# Text excerpt
======

In particular, the claim additionally recites the further element of “in accordance with the grouping configuration received from the network entity”. Such limitation amounts to no more than generally linking the use of a judicial exception to a particular technological environment or field of use. As explained by the Supreme Court, a claim directed to a judicial exception cannot be made eligible "simply by having the applicant acquiesce to limiting the reach of the patent for the formula to a particular technological use." (Diamond v. Diehr, 450 U.S. 175, 192 n.14, 209 USPQ 1, 10 n. 14 (1981)). Thus, limitations that amount to merely indicating a field of use or technological environment in which to apply a judicial exception do not amount to significantly more than the exception itself, and cannot integrate a judicial exception into a practical application.
In particular, the claim further recites the additional element of “and transmitting the representative values to the network entity for the first communication round of the federated learning in an analog over the air (OTA) signal on a multiple access channel for OTA aggregation”, which is recited at a high level of generality and amounts to extra-solution activity of transmitting data, i.e., pre-solution activity of gathering data for use in the claimed process (see MPEP 2106.05(g)). The examiner notes that, as written, the recitation of signal format is directed to requiring the transmission of the values be performed in the specified format, not to performing translation of the format or performing aggregation of the values.
Accordingly, at Step 2A, prong two, the additional elements individually or in combination do not integrate the judicial exception into a practical application.
Step 2B – Does the claim recite additional elements that amount to significantly more than the judicial exception?
In accordance with Step 2B, the claim does not include additional elements that are sufficient to amount to significantly more than the judicial exception.
As discussed above, the element of “receiving, from a network entity, a machine learning model for federated learning” is recited at a high level of generality and amounts to extra-solution activity of receiving data, i.e., pre-solution activity of gathering data for use in the claimed process.  The courts have found limitations directed to obtaining information electronically, recited at a high level of generality, to be well-understood, routine, and conventional (see MPEP 2106.05(d)(II), “receiving or transmitting data over a network”, "electronic record keeping," and "storing and retrieving information in memory").
As discussed above, the further element of “receiving, from the network entity, a grouping configuration for grouping a quantity of parameters in each layer of the machine learning model”, is recited at a high level of generality and amounts to extra-solution activity of receiving data, i.e., pre-solution activity of gathering data for use in the claimed process (see MPEP 2106.05(g)). The courts have found limitations directed to obtaining information electronically, recited at a high level of generality, to be well-understood, routine, and conventional (see MPEP 2106.05(d)(II), “receiving or transmitting data over a network”, "electronic record keeping," and "storing and retrieving information in memory").

======

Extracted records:

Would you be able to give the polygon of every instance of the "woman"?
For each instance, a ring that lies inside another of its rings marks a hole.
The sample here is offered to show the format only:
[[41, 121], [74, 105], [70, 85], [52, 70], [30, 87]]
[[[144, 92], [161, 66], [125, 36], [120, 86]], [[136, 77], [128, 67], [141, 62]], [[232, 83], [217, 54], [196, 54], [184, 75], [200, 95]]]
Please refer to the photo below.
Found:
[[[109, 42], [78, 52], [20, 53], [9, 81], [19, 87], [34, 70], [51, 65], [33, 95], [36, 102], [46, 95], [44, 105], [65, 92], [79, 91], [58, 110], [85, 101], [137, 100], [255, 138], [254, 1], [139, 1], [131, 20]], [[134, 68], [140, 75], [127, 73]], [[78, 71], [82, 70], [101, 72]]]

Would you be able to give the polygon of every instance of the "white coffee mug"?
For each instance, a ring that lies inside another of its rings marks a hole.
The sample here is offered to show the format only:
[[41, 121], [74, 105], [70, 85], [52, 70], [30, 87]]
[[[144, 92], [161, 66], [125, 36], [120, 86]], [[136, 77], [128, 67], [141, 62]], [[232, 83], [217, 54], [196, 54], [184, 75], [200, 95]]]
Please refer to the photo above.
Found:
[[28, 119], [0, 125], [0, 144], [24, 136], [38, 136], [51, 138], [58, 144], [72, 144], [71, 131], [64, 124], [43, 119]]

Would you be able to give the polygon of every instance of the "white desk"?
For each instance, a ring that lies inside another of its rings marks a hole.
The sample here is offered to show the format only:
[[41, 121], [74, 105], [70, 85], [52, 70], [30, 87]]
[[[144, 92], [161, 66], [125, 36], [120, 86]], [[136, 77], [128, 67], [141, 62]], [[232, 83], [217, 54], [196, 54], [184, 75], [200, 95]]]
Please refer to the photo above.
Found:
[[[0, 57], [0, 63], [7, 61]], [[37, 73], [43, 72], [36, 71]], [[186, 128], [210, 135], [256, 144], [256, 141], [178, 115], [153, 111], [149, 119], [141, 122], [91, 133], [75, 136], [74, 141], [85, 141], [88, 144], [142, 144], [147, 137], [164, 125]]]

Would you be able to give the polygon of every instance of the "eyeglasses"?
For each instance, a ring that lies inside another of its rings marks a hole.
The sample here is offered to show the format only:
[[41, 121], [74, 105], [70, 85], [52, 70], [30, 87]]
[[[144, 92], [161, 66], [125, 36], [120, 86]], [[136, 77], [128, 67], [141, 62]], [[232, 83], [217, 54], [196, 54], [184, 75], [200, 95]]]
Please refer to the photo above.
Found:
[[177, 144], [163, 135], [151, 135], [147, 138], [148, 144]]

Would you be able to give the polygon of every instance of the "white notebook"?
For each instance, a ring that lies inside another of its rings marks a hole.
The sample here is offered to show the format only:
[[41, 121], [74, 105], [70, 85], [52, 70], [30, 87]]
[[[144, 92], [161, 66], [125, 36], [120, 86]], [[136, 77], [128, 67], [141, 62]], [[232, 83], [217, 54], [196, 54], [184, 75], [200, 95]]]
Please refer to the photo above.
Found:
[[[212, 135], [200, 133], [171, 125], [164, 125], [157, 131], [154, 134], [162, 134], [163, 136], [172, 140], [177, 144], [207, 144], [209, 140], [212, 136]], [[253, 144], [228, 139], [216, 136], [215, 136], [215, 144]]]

======

# To be done
[1] Translate this sentence from the patent eligibility text into Spanish: "Accordingly, at Step 2A, prong two, the additional elements individually or in combination do not integrate the judicial exception into a practical application."
[2] Pick up the patent eligibility text right after its final sentence and carry the analysis forward.
The listing is not needed for anything here.

# Results for each task
[1] Por consiguiente, en el Paso 2A, vertiente dos, los elementos adicionales, de forma individual o en combinación, no integran la excepción judicial en una aplicación práctica.

[2]
As discussed above, the further element of “during a first communication round of the federated learning for the machine learning model using a local dataset… for the first communication round of the federated learning in an analog over the air (OTA) signal on a multiple access channel for OTA aggregation” amounts to no more than generally linking the use of a judicial exception to a particular technological environment or field of use as explained above, which is not significantly more than the judicial exception. (See MPEP 2106.05(h)).
As discussed above, the further element of “in accordance with the grouping configuration received from the network entity”. amounts to no more than generally linking the use of a judicial exception to a particular technological environment or field of use as explained above, which is not significantly more than the judicial exception. (See MPEP 2106.05(h)).
As discussed above, the additional element of “and transmitting the representative values to the network entity for the first communication round of the federated learning in an analog over the air (OTA) signal on a multiple access channel for OTA aggregation” is recited at a high level of generality and amounts to extra-solution activity of transmitting data, i.e., pre-solution activity of gathering data for use in the claimed process.  The courts have found limitations directed to obtaining information electronically, recited at a high level of generality, to be well-understood, routine, and conventional (see MPEP 2106.05(d)(II), “receiving or transmitting data over a network”, "electronic record keeping," and "storing and retrieving information in memory").
Accordingly, at Step 2B, the additional elements individually or in combination do not amount to significantly more than the judicial exception.

Claim 2
Step 2A, prong 1 – Is the claim directed to a law of nature, a natural phenomenon, or an abstract idea?
The claim does not recite additional laws of nature, natural phenomenon, or abstract ideas.
Step 2A, prong 2 – Does the claim recite additional elements that integrate the judicial exception into a practical application?
The judicial exception is not integrated into a practical application.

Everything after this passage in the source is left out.